Text for analysis —
◇ ◇ ◇ ◇
Review: Jukebox Monkey ‘Smiles Becoming Teeth’

Being based on the south coast of the UK, I have extensively over the last decade, had the opportunity to witness a huge number of bands play live, both in Kent, and Sussex, and many in London too. In all this time, there is one thing I have noticed multiple times, and of all the things to pick up on, it has been the number of stickers for the band Jukebox Monkey that are dotted about. Mostly, on toilet walls, and signposts, and yes, even local to home, I’ve seen them in the most random of places. The artwork is a simple image, but once seen, you would not believe the number of times I’ve spotted them about now.

Jukebox Monkey 'Smiles Becoming Teeth' Artwork
Jukebox Monkey ‘Smiles Becoming Teeth’ Artwork

Such is the power of stickers. Yes, stickers. It is that which has sparked an awareness of the band, but I’ve never been to any of their gigs, and I never took the plunge to try them out until their latest album came up for review. Obviously, it was an opportunity too good to miss, so I signed up and took a gamble on Smiles Becoming Teeth, by the aforementioned Jukebox Monkey.
◇ ◇ ◇ ◇
Dataset records —
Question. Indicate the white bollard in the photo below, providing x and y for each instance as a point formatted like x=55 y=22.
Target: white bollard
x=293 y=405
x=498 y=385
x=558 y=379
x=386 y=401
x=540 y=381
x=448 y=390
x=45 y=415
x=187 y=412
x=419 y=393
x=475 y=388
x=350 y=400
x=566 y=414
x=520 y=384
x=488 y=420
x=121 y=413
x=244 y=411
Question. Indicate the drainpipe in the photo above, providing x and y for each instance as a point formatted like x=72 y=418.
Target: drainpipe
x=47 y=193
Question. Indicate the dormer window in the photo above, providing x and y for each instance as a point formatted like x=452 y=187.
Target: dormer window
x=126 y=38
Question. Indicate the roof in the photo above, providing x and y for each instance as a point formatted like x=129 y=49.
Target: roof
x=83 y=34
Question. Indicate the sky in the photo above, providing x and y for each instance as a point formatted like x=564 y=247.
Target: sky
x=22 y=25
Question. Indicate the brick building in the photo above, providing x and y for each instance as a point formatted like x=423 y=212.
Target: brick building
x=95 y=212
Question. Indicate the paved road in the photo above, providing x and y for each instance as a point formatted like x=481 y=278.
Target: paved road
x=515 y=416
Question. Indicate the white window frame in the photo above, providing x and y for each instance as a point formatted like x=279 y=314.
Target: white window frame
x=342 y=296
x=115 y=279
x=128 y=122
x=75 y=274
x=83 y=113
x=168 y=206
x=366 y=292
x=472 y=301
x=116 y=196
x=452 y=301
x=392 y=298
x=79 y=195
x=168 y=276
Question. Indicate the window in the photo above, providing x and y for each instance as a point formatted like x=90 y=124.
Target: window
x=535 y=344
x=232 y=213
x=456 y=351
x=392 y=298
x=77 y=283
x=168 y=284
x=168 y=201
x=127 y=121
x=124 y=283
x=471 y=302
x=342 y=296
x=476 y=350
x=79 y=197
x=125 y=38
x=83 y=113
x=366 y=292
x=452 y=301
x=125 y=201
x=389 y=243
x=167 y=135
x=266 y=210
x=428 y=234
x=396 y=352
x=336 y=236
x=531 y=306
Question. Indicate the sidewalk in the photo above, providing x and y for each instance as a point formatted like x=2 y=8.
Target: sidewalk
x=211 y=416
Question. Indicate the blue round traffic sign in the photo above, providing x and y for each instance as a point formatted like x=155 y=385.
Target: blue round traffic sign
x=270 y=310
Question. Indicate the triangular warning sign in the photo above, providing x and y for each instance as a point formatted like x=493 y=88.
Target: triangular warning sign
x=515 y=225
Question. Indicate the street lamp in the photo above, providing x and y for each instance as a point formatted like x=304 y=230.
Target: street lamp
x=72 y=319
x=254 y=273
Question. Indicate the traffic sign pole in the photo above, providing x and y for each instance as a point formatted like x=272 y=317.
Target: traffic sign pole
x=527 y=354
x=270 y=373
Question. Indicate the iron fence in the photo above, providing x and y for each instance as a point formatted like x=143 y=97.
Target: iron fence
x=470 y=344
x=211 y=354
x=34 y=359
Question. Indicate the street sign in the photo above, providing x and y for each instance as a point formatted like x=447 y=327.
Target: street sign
◇ ◇ ◇ ◇
Task requirements — Copy the album review word for word, from "Review: Jukebox Monkey" through "them about now.". The lines have no connection to the album review.

Result of this task —
Review: Jukebox Monkey ‘Smiles Becoming Teeth’

Being based on the south coast of the UK, I have extensively over the last decade, had the opportunity to witness a huge number of bands play live, both in Kent, and Sussex, and many in London too. In all this time, there is one thing I have noticed multiple times, and of all the things to pick up on, it has been the number of stickers for the band Jukebox Monkey that are dotted about. Mostly, on toilet walls, and signposts, and yes, even local to home, I’ve seen them in the most random of places. The artwork is a simple image, but once seen, you would not believe the number of times I’ve spotted them about now.